* **Text shown**:
+===+
This focusses on intellectual property theft, citing major links to illegal activity, the Internet, and brands.

Entertainment, software are the most heavily counterfeited sectors. The US, UK, India, Malaysia and China top the list of countries that have the most intellectual property violations. Over the first six months of 2006 a total value of $699.3 million of counterfeit and pirated goods, specifically intellectual property theft, was discovered from 760 incidents in 69 countries. Louis Vuitton, Nike, Microsoft, Gucci and Prada are the brands that are counterfeited the most. Pepsi is the most counterfeited brand in the food category.

Glen Gieschen says, "This activity has major implications upon job creation and sustainability, consumer health, safety and security, and is driving serious criminal activity into this seemingly innocent crime. The greatest misconception about counterfeiting is that the impact is negligible, however the truth is far different.
+===+
* **Provided material**:
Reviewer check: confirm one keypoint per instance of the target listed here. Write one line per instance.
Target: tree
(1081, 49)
+===+
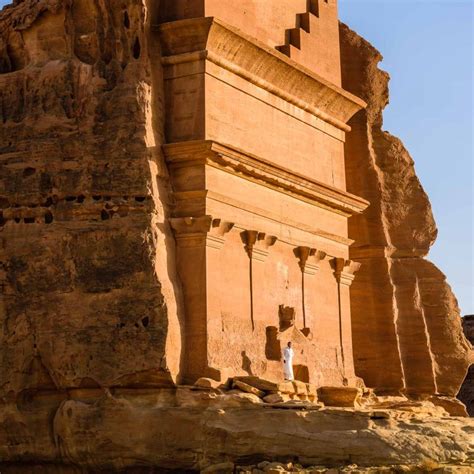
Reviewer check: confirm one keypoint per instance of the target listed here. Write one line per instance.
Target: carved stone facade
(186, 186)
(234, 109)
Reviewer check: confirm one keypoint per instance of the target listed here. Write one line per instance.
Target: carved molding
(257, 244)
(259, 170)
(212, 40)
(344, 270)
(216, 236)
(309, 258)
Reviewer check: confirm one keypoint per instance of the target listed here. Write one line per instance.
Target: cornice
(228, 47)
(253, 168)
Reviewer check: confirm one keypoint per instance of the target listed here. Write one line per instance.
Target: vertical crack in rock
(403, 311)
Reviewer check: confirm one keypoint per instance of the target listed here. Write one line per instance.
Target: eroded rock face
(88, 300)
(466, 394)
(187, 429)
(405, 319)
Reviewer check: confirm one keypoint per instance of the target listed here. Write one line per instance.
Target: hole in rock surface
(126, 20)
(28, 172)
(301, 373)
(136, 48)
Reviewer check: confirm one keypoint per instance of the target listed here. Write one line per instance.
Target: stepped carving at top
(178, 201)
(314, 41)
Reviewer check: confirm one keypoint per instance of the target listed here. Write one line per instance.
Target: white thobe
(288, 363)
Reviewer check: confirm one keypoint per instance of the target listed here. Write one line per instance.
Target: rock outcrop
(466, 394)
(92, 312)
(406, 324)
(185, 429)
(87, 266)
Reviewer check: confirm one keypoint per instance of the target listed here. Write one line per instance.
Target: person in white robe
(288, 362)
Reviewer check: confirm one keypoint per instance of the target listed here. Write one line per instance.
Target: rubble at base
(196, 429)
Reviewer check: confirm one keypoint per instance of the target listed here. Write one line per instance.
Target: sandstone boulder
+===+
* **Problems to work on**:
(1) Quote the part of the counterfeiting text that starts with the words containing "This focusses on" and ends with "the food category.".
(2) In the counterfeiting text, which brand is the most counterfeited in the food category?
The rows were drawn from a separate source.

* **Responses per task**:
(1)
This focusses on intellectual property theft, citing major links to illegal activity, the Internet, and brands.

Entertainment, software are the most heavily counterfeited sectors. The US, UK, India, Malaysia and China top the list of countries that have the most intellectual property violations. Over the first six months of 2006 a total value of $699.3 million of counterfeit and pirated goods, specifically intellectual property theft, was discovered from 760 incidents in 69 countries. Louis Vuitton, Nike, Microsoft, Gucci and Prada are the brands that are counterfeited the most. Pepsi is the most counterfeited brand in the food category.

(2) Pepsi